/---

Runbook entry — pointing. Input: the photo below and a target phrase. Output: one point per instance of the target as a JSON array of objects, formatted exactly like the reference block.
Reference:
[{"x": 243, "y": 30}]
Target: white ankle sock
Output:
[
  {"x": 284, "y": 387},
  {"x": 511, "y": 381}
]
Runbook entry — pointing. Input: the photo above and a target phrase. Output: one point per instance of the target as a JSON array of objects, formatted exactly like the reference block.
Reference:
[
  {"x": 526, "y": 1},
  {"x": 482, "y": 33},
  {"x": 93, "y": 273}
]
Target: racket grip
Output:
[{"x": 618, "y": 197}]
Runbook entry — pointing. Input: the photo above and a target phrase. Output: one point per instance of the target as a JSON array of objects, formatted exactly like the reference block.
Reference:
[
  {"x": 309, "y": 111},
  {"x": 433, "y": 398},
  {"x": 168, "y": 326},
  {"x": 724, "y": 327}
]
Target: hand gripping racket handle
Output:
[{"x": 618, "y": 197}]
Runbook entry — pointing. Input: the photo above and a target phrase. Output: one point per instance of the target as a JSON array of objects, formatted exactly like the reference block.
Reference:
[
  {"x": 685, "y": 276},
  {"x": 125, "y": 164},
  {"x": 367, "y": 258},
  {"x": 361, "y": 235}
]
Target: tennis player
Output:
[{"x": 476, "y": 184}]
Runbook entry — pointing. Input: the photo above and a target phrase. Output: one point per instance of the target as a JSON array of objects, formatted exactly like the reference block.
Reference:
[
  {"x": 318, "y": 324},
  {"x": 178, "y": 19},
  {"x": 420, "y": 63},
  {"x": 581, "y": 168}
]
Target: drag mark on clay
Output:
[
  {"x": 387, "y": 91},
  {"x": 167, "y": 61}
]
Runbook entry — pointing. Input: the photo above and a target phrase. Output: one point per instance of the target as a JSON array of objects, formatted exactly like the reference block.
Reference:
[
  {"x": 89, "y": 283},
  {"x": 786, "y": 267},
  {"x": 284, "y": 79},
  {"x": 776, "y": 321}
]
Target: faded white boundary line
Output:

\---

-- Task brief --
Return an exact copy of only the lines from the one with "Target: hand gripping racket handle" through the end of the listing above, both included.

-- Completed task --
Target: hand gripping racket handle
Output:
[{"x": 618, "y": 197}]
Runbook entry — pointing. Input: the photo above and a target phrase. Output: one point per instance of the target as a JSON array of objects, formatted exactly like the reference block.
Reference:
[
  {"x": 685, "y": 276},
  {"x": 125, "y": 164},
  {"x": 367, "y": 258},
  {"x": 361, "y": 235}
]
Target: tennis player
Output:
[{"x": 476, "y": 184}]
Runbook entry — pointing. Input: the photo above and a target phrase. Output: one point per instance of the target as a JSON array of objects, formatted exactly like the reference block.
Reference:
[
  {"x": 318, "y": 324},
  {"x": 178, "y": 19},
  {"x": 420, "y": 63},
  {"x": 581, "y": 168}
]
Target: drag mark on clay
Output:
[
  {"x": 387, "y": 91},
  {"x": 167, "y": 61}
]
Runbook entry — pointing. Input: the photo above and a target phrase. Output: one point per instance of the target as a JSON array of objects, formatted exactly like the reference block.
Reference:
[
  {"x": 89, "y": 283},
  {"x": 786, "y": 267},
  {"x": 284, "y": 79},
  {"x": 776, "y": 321}
]
Target: faded white boundary line
Output:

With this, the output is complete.